▶ **CHALLENGES**
**a)** In the electric submersible pump text, how is the cable that supplies the ESP with power attached to the production tube?
**b)** Extend the passage on the electric submersible pump in the production tube, starting right after its final sentence.

▶ **PROVIDED TEXT**

* Start *

In this position, the motor modules 26 of the ESP 21 are spaced from the inner surface of the production tube 20 by the centralisers 24, whose points describe a diameter slightly larger than the outer diameter of the electric submersible pump. In operation, the pump modules 28 urge fluid from beneath the seal 22, through the pump inlet 23, and the fluid passes out through the pump outlet 27, and flows through the annulus 36 between the inner surface of the production tube 20 and the outer surface of the motor modules 26.
The region 25 of increased diameter of the production tube allows for a greater rate of flow of fluid.
Moreover, the applicant has hypothesised that if the ESP is unsupported along its upper part, it may tilt in the production tube so that one side of the motors rest on the inner surface of the tube. It is believed that when this happens, the reduced fluid flow around the side of the motors resting on the production tube leads to non-uniform cooling of the motor casing. This in turn is believed to result in very slight deformation of the casing, which due to the very small clearance between the rotor and the stator, causes rubbing of the rotor, which explains the problem of overheating and damage to the motor which has been observed in prior art ESPs.
The applicant has found in practice that by arranging stabilising elements so as to centralise the motor in the production tube, the overheating problem previously observed is avoided, which is believed to be due to the uniform flow thus achieved around the circumference of the motors and the consequent uniform cooling of the motor casing, so that any thermal expansion is also uniform and does not result in deformation of the casing.
Modular motors stacked in series allow a long motor having a small outer diameter to be easily built up so that a large amount of power can be generated for a limited diameter; likewise, modular pumps in series allows the electric submersible pump to develop a large pressure differential between the pump inlet and pump outlet. However, the principles of the invention can equally be applied to ESPs having a single motor and single pump.
Referring to FIG. 4, the ESP may be supplied with power by a cable 31 which is strapped to the outside of the production tube 20 by cable clamps 55 (visible only in FIG. 6) distributed along the length of the production tube 20 as required. The cable 31 terminates in an electrical connection block 33 which is located beneath an opening 35 in the production tube 20. As in the previous example, the production tube 20 has a region 25 of increased diameter, the inner surface of which features inwardly pointing centralisers 24. The region 25 also features inlet ports 37 around the production tube's circumference.
Referring to FIGS. 5 and 6, an electric submersible pump comprises a number of pump modules 44 located above a number of motor modules 41. As for the previous example, the pumps and the motors are connected in series, although it will be seen that in this embodiment, the pumps are situated above the motors. The lowermost pump includes a pump inlet 43, and a pump outlet 34 is situated above a engagable seal 46.
The electric submersible pump is lowered down the production tube 20 on a wireline 48 to the correct position. As the electric submersible pump nears its this position, a retractable electrical connector 39 extends from the electric submersible pump to project through the opening 35 and engage with the electrical connection block 33. The electric connector 39 and the electrical connection block 33 may mate using a known mechanism such as that described in UK patent GB2403490. As for the previous embodiment, the motor modules 41 are held in the centre of the increased diameter region 25 by the centralisers. As can be seen in FIG. 6, the centralisers may be formed from separate pieces that are fixed in or upon the wall of the production tube 20. In this cross sectional view, which shows a section through a motor module 44 (comprising a stator 51 and rotor 53), it can be seen how the centralisers 24 hold the motor module centrally so that there is a equal area around the entire circumference of the motor housing 58 for the pumped fluid to flow up through the inlets 37 and over the motor module to cool the motor module.

* End *

▶ **INFORMATION SUPPLIED**

* Start *

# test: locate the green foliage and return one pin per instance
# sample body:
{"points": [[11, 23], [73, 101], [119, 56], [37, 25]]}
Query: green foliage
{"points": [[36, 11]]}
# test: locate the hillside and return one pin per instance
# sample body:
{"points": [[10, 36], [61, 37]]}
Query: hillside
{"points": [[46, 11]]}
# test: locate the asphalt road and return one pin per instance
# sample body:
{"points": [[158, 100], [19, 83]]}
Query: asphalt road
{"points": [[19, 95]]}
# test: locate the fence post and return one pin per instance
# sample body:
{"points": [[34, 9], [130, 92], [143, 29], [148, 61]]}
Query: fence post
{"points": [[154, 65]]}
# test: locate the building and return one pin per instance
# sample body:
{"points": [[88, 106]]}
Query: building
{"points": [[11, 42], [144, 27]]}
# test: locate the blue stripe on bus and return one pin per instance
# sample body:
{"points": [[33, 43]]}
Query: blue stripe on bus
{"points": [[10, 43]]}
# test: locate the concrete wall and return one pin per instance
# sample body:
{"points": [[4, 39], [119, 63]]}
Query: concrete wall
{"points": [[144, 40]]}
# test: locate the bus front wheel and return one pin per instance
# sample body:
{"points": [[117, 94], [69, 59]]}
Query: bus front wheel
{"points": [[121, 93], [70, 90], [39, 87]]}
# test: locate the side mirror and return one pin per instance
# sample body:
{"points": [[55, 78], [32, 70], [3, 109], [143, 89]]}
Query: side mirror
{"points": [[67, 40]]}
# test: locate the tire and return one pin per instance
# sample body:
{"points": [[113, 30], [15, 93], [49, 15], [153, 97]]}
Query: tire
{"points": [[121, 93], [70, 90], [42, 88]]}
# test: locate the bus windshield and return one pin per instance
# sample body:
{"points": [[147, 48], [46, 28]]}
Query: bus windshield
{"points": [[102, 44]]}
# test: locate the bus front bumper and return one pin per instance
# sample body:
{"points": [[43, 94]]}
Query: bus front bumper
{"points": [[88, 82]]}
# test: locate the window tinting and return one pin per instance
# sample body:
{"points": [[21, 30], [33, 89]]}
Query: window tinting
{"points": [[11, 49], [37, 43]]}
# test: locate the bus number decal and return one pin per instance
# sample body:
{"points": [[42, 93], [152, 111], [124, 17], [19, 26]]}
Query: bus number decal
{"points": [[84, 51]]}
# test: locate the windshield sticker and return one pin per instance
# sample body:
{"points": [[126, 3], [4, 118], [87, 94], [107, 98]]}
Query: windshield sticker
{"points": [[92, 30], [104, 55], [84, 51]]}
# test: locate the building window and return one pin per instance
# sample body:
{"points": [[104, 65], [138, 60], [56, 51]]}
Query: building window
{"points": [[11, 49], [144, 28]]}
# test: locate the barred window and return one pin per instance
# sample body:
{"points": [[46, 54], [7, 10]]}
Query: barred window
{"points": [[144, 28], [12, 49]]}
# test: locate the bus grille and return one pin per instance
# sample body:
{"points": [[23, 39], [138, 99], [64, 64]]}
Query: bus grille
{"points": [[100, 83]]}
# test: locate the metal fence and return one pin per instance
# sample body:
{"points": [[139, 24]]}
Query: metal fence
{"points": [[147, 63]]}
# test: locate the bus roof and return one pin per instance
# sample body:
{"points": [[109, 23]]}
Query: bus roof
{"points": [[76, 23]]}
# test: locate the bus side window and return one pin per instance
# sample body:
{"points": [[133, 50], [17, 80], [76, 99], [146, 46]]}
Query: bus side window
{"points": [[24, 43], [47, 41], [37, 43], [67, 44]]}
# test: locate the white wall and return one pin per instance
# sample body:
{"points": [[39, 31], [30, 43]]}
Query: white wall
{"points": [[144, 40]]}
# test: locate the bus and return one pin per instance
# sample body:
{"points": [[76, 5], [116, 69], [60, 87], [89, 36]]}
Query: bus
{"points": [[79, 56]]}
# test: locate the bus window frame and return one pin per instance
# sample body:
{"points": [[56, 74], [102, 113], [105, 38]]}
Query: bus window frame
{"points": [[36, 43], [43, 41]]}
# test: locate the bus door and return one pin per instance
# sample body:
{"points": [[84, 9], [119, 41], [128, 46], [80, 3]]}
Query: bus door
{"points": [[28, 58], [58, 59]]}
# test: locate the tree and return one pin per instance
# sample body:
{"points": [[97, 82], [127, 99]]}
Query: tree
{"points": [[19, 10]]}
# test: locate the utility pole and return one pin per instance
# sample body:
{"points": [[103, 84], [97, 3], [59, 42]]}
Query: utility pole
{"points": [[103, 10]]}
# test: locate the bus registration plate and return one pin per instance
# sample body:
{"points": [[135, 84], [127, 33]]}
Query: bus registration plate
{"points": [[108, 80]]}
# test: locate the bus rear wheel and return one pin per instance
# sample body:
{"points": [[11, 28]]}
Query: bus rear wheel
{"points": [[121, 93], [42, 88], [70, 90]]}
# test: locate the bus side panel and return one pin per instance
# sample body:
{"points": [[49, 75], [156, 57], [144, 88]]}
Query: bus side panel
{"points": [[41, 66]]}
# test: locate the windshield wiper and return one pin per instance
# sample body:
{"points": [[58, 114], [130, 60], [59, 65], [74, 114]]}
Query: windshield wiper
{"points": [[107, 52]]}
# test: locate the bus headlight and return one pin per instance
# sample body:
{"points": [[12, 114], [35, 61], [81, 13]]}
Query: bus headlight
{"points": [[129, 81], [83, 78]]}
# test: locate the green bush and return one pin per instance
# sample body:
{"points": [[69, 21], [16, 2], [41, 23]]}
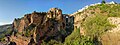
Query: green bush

* End *

▶ **RESULTS OF THE TASKS**
**a)** It is strapped to the outside of the production tube by cable clamps distributed along its length.

**b)**
Once the electrical connector 39 has engaged with the connection block 33 and the electric submersible pump is supplied with power, the motor modules drive the pump modules 44 such that well fluid is drawn through the inlet ports 37 (and also around the bottom of the electric submersible pump, which is not sealed), over the outside of the motor modules 41, through the pump inlet 43 and pump modules 44 and then out through the pump outlet 34 and up through the production tube.
Referring to FIG. 7, rather than the production tube 20 having centralisers formed from dimples, centralising means could be carried on the electric submersible pump itself. When the electric submersible pump is in position, centraliser blades 45 are activated to move from a retracted position inside the body of the electric submersible pump 21 around the motor modules 41 to an extended position where the blades 45 engage with the inner surface of the production tubing 20 in a region 25 of increased diameter. As for the centralisers located on the production tube 20 in the previous embodiments, the centraliser blades 45 secure the electric submersible pump 21, and the motor modules 41 in particular, in a central position in the production tube 20.
Since the power connection is supplied via a cable 31 attached to the production tube 20, the wireline 48 may be disconnected from the top of the electric submersible pump 21 and retrieved at the top of the borehole.
It will be seen that the principles of spacing the motor from the side of the tube in which the electric pump is disposed can be easily adapted to different downhole systems. Referring to FIG. 8, an electric submersible pump comprises a brushless DC motor 64 which drives an impeller type pump 66. The electric submersible pump is lowered down on a power cable 69 so that the pump inlet 68 lands on a production tube shoe 72. In this embodiment, a region having a larger inner diameter is formed from a uniform piece of tubing 76, into which two other lengths of tubing 74, 78 (having outer diameters equal to the inner diameter of the tubing 76) have been inserted. Centralisers 24 formed or attached on the tubing 76 abut the motor housing 63 to ensure that the motor is spaced from the wall of the tube 76 and pumped well fluid can flow through the pump outlets 71 into the annulus 65 around the entire circumference of the motor 64 to cool it effectively. A valve could be included in the shoe 72 if desired. The centralisers may take any form, provided that a sufficient, preferably annular flowpath is left around the motor. The centralisers could for example be formed from vertical ribs instead of discrete, rounded dimples.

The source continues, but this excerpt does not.